_Task brief_
Look below for the line containing "box: [19, 118, 205, 172]"; from there, print each line exactly up to and including the line containing "box: [393, 248, 712, 359]", and stop.
[Opening Data for analysis section]
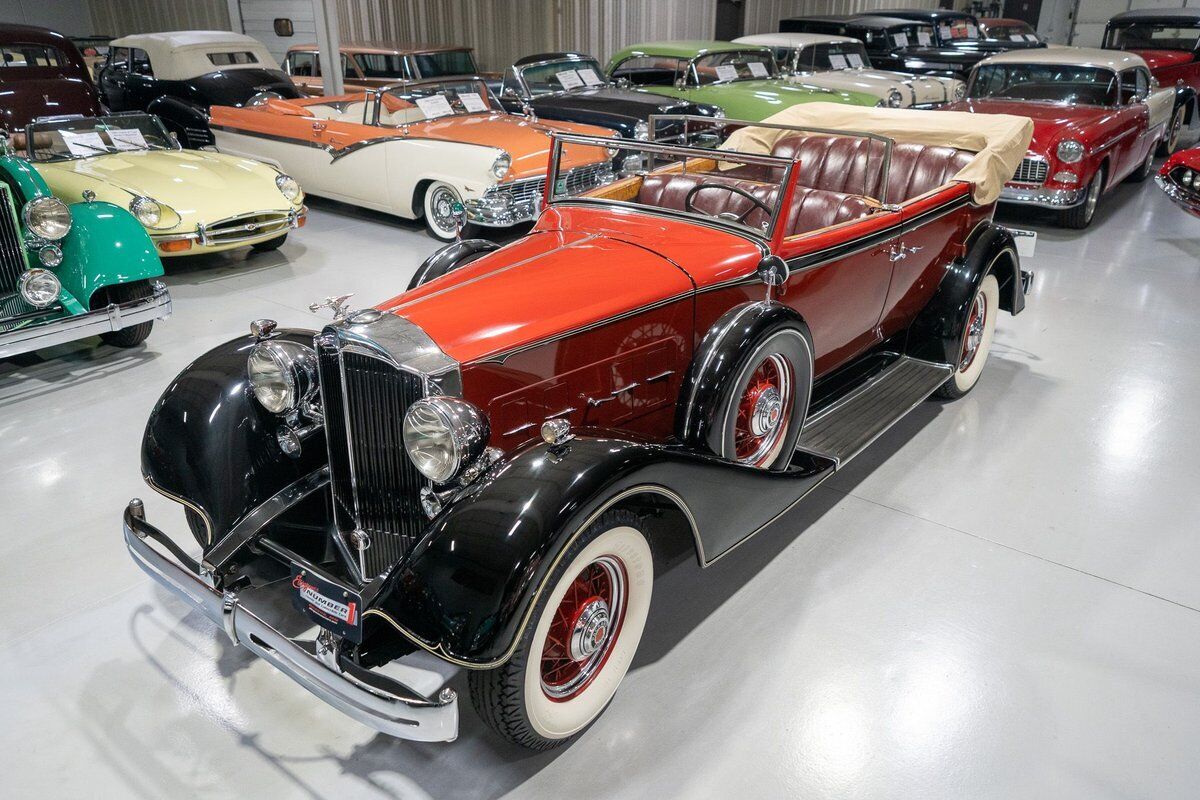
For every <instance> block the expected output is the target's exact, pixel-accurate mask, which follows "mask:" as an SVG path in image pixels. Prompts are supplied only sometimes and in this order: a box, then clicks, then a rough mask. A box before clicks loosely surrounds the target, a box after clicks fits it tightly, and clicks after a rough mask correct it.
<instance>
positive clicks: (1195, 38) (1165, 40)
mask: <svg viewBox="0 0 1200 800" xmlns="http://www.w3.org/2000/svg"><path fill="white" fill-rule="evenodd" d="M1104 38H1105V41H1104V47H1106V48H1110V49H1115V50H1188V52H1189V53H1190V52H1192V50H1195V49H1196V48H1200V23H1193V24H1181V23H1170V24H1168V23H1132V24H1128V25H1115V26H1112V28H1109V31H1108V35H1106V36H1105V37H1104Z"/></svg>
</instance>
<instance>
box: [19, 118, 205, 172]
mask: <svg viewBox="0 0 1200 800" xmlns="http://www.w3.org/2000/svg"><path fill="white" fill-rule="evenodd" d="M122 118H124V119H133V118H143V119H145V120H148V121H149V122H150V124H151V125H154V126H155V127H157V128H158V131H160V132H161V133H162V138H163V140H166V142H167V143H169V145H168V146H160V145H150V146H148V148H138V149H136V150H106V151H104V152H94V154H90V155H86V156H76V155H72V154H71V152H70V151H68V152H67V154H66V155H61V156H55V157H52V158H38V157H35V155H34V136H35V134H36V133H38V132H43V131H44V132H49V131H61V130H62V128H61V127H48V126H55V125H62V124H67V122H80V121H82V122H86V121H89V120H91V121H95V122H100V121H101V120H120V119H122ZM109 127H116V126H114V125H109ZM92 130H94V131H95V130H96V128H95V127H94V128H92ZM68 132H70V131H68ZM180 150H182V146H181V145H180V144H179V142H176V140H175V138H174V137H172V136H170V132H169V131H168V130H167V126H164V125H163V124H162V120H161V119H158V116H157V115H156V114H146V113H145V112H120V113H116V114H102V115H100V116H88V115H85V114H62V115H59V116H41V118H38V119H36V120H34V121H32V122H30V124H29V125H26V126H25V157H26V161H29V162H30V163H35V164H55V163H62V162H66V161H83V160H85V158H100V157H101V156H115V155H121V154H127V152H178V151H180Z"/></svg>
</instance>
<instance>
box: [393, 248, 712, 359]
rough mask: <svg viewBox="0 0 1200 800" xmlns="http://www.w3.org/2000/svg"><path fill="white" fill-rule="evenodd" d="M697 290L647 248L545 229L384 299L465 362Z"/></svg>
mask: <svg viewBox="0 0 1200 800" xmlns="http://www.w3.org/2000/svg"><path fill="white" fill-rule="evenodd" d="M691 290H692V282H691V279H690V278H689V277H688V276H686V275H685V273H684V272H683V270H680V269H679V267H677V266H674V265H673V264H672V263H671V261H668V260H666V259H664V258H661V257H659V255H656V254H654V253H652V252H649V251H647V249H644V248H642V247H637V246H635V245H629V243H625V242H623V241H618V240H616V239H611V237H608V236H605V235H601V234H589V233H580V231H551V230H545V231H535V233H534V234H532V235H529V236H526V237H524V239H520V240H517V241H515V242H512V243H511V245H508V246H506V247H503V248H500V249H499V251H497V252H494V253H491V254H488V255H486V257H484V258H481V259H480V260H478V261H474V263H473V264H468V265H467V266H463V267H462V269H458V270H455V271H454V272H451V273H450V275H446V276H444V277H442V278H438V279H436V281H431V282H430V283H427V284H425V285H424V287H419V288H416V289H414V290H412V291H407V293H404V294H402V295H400V296H397V297H394V299H392V300H389V301H388V302H384V303H380V305H379V308H380V309H383V311H389V312H392V313H396V314H400V315H401V317H404V318H406V319H408V320H410V321H413V323H414V324H416V325H419V326H420V327H421V330H424V331H425V332H426V333H428V335H430V336H431V337H432V338H433V341H434V342H437V343H438V345H439V347H440V348H442V349H443V350H444V351H445V353H446V355H449V356H450V357H452V359H455V360H457V361H460V362H462V363H467V362H472V361H479V360H480V359H485V357H487V356H490V355H494V354H497V353H504V351H506V350H512V349H515V348H520V347H522V345H526V344H530V343H533V342H539V341H542V339H546V338H551V337H554V336H558V335H560V333H568V332H571V331H577V330H580V329H581V327H584V326H587V325H590V324H593V323H599V321H602V320H605V319H610V318H612V317H616V315H618V314H622V313H624V312H629V311H632V309H635V308H641V307H644V306H648V305H650V303H654V302H658V301H660V300H666V299H668V297H678V296H680V295H686V294H688V293H690V291H691Z"/></svg>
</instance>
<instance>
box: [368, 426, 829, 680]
mask: <svg viewBox="0 0 1200 800" xmlns="http://www.w3.org/2000/svg"><path fill="white" fill-rule="evenodd" d="M833 467H834V464H833V462H832V461H828V459H824V458H818V457H812V456H809V455H806V453H799V455H798V456H797V458H796V459H794V461H793V464H792V467H791V468H790V469H786V470H782V471H768V470H762V469H754V468H751V467H743V465H739V464H732V463H730V462H726V461H721V459H719V458H716V457H714V456H708V455H704V453H697V452H696V451H692V450H684V449H682V447H673V446H662V445H652V444H641V443H634V441H628V440H622V439H617V438H607V437H606V435H604V434H602V433H594V432H593V433H589V434H588V435H581V437H578V438H576V439H572V440H571V441H569V443H566V444H564V445H558V446H553V447H552V446H548V445H542V444H539V445H535V446H530V447H529V449H527V450H524V451H521V452H518V453H516V455H515V456H512V457H510V458H509V459H506V461H503V462H499V463H497V464H496V465H493V468H492V469H491V471H490V473H488V474H487V475H485V476H484V477H482V479H480V480H479V481H478V482H476V483H475V485H474V487H473V488H472V491H470V492H469V493H468V495H467V497H464V498H462V499H460V500H457V501H456V503H454V504H452V505H450V506H448V507H446V510H444V511H443V512H442V513H440V515H438V516H437V517H436V518H434V519H433V521H432V522H431V524H430V527H428V528H426V534H425V535H424V536H422V539H421V542H420V543H419V545H418V546H416V547H415V548H414V551H413V553H412V555H410V558H409V559H408V560H407V563H406V564H404V565H403V566H402V567H401V569H400V570H397V571H396V572H395V573H392V575H391V576H390V577H389V578H388V583H386V584H385V585H384V587H383V589H382V590H380V593H379V595H378V600H377V602H376V603H373V606H372V608H371V609H368V610H367V612H366V613H365V614H364V616H365V618H366V616H371V615H376V616H380V618H383V619H384V620H385V621H388V622H390V624H391V626H392V627H395V628H397V630H398V631H400V632H401V633H403V634H404V636H406V637H407V638H409V639H410V640H413V642H414V643H416V644H419V645H420V646H422V648H425V649H427V650H430V651H432V652H434V654H436V655H439V656H442V657H443V658H446V660H449V661H452V662H455V663H458V664H462V666H466V667H475V668H484V667H493V666H497V664H499V663H503V662H504V661H506V660H508V658H509V656H511V655H512V652H514V650H515V649H516V645H517V643H518V640H520V638H521V634H522V632H523V631H524V626H526V625H528V624H530V616H532V614H533V609H534V607H535V604H536V602H538V599H539V597H540V595H541V593H542V591H548V590H550V588H548V587H547V578H548V576H550V575H551V573H552V571H553V569H554V566H556V565H557V560H558V557H559V554H560V553H563V552H564V551H565V548H566V547H568V546H569V545H570V542H571V541H574V539H575V537H576V536H578V535H580V534H582V533H583V530H586V529H587V527H588V524H590V522H592V521H593V519H594V518H595V517H596V516H599V515H600V513H601V512H602V511H605V510H606V509H608V507H611V506H614V505H617V504H619V503H631V504H635V505H641V504H642V503H646V504H648V505H653V504H654V503H660V504H662V503H666V504H673V505H677V506H682V507H683V509H684V516H685V517H686V518H688V523H689V527H690V528H691V529H692V535H694V536H695V539H696V546H697V554H698V557H700V560H701V564H703V565H707V564H710V563H712V561H713V560H715V559H716V558H718V557H720V555H721V554H724V553H726V552H728V551H730V549H731V548H733V547H734V546H736V545H738V543H739V542H742V541H744V540H745V539H746V537H749V536H750V535H752V534H754V533H756V531H757V530H760V529H761V528H763V527H764V525H767V524H769V523H770V522H772V521H774V519H775V518H776V517H778V516H780V515H781V513H782V512H785V511H786V510H787V509H790V507H791V506H793V505H794V504H796V503H797V501H798V500H799V499H800V498H803V497H804V495H805V494H806V493H808V492H809V491H811V489H812V488H814V487H816V485H817V483H820V482H821V481H822V480H823V479H824V477H827V476H828V475H829V474H830V473H832V471H833Z"/></svg>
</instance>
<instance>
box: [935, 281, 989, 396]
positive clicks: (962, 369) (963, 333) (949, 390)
mask: <svg viewBox="0 0 1200 800" xmlns="http://www.w3.org/2000/svg"><path fill="white" fill-rule="evenodd" d="M998 311H1000V283H998V282H997V281H996V276H995V275H988V276H986V277H984V279H983V283H980V284H979V289H978V290H977V291H976V295H974V299H973V300H972V301H971V309H970V312H968V315H967V324H966V327H965V329H964V332H962V347H961V349H960V350H959V363H958V366H956V368H955V371H954V374H953V375H950V378H949V380H947V381H946V383H944V384H942V386H941V389H938V390H937V395H938V397H946V398H949V399H956V398H959V397H962V396H964V395H966V393H967V392H968V391H971V390H972V389H974V385H976V384H977V383H978V381H979V375H980V374H982V373H983V367H984V365H985V363H986V362H988V354H989V353H990V351H991V341H992V337H994V336H995V333H996V313H997V312H998Z"/></svg>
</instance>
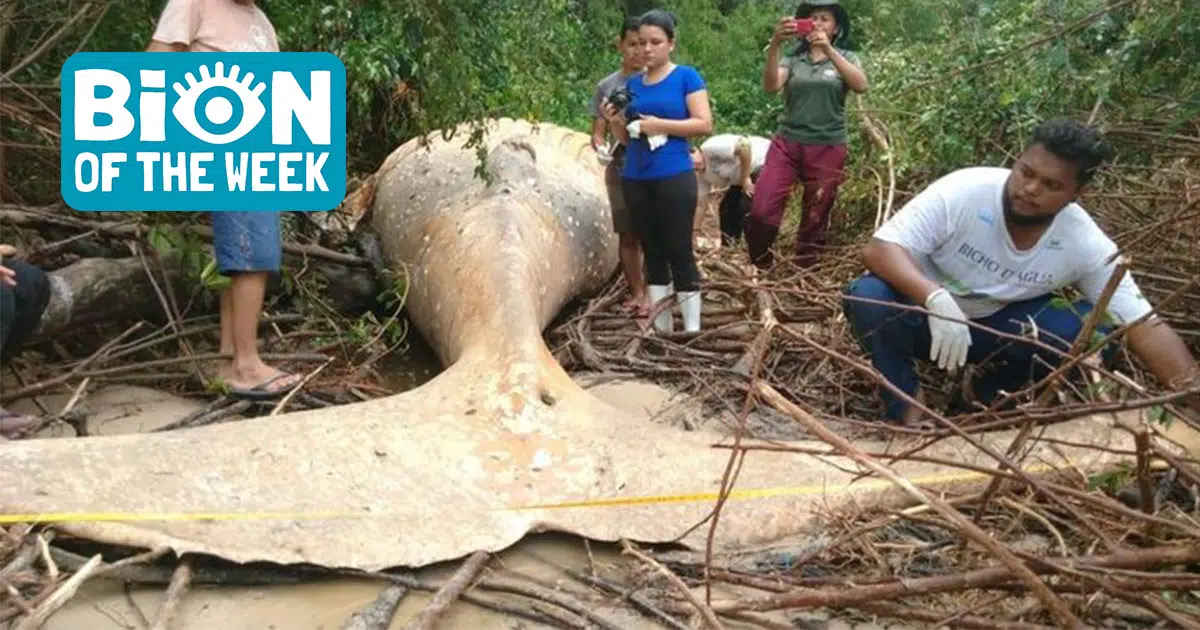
[Closing Data for analysis section]
_Answer below_
box: [19, 118, 205, 172]
mask: <svg viewBox="0 0 1200 800" xmlns="http://www.w3.org/2000/svg"><path fill="white" fill-rule="evenodd" d="M122 118H124V119H133V118H143V119H145V120H148V121H149V122H150V124H151V125H154V126H155V127H157V128H158V131H160V132H161V133H162V138H163V140H166V142H167V143H169V145H168V146H160V145H150V146H148V148H138V149H136V150H106V151H104V152H94V154H90V155H86V156H76V155H72V154H71V152H70V151H68V152H67V154H66V155H61V156H55V157H52V158H38V157H35V155H34V136H35V134H36V133H38V132H43V131H44V132H49V131H61V130H62V128H61V127H48V126H55V125H62V124H67V122H80V121H82V122H86V121H89V120H91V121H95V122H100V121H101V120H120V119H122ZM109 127H116V126H114V125H109ZM92 130H94V131H95V130H96V128H95V127H94V128H92ZM68 132H70V131H68ZM180 150H182V146H181V145H180V144H179V142H176V140H175V138H174V137H172V136H170V132H169V131H168V130H167V126H164V125H163V124H162V120H161V119H158V116H157V115H156V114H146V113H145V112H120V113H116V114H102V115H100V116H88V115H85V114H62V115H59V116H41V118H38V119H36V120H34V121H32V122H30V124H29V125H26V126H25V157H26V161H29V162H30V163H35V164H55V163H62V162H66V161H83V160H85V158H100V157H101V156H115V155H121V154H127V152H178V151H180Z"/></svg>
</instance>
<instance>
box: [393, 248, 712, 359]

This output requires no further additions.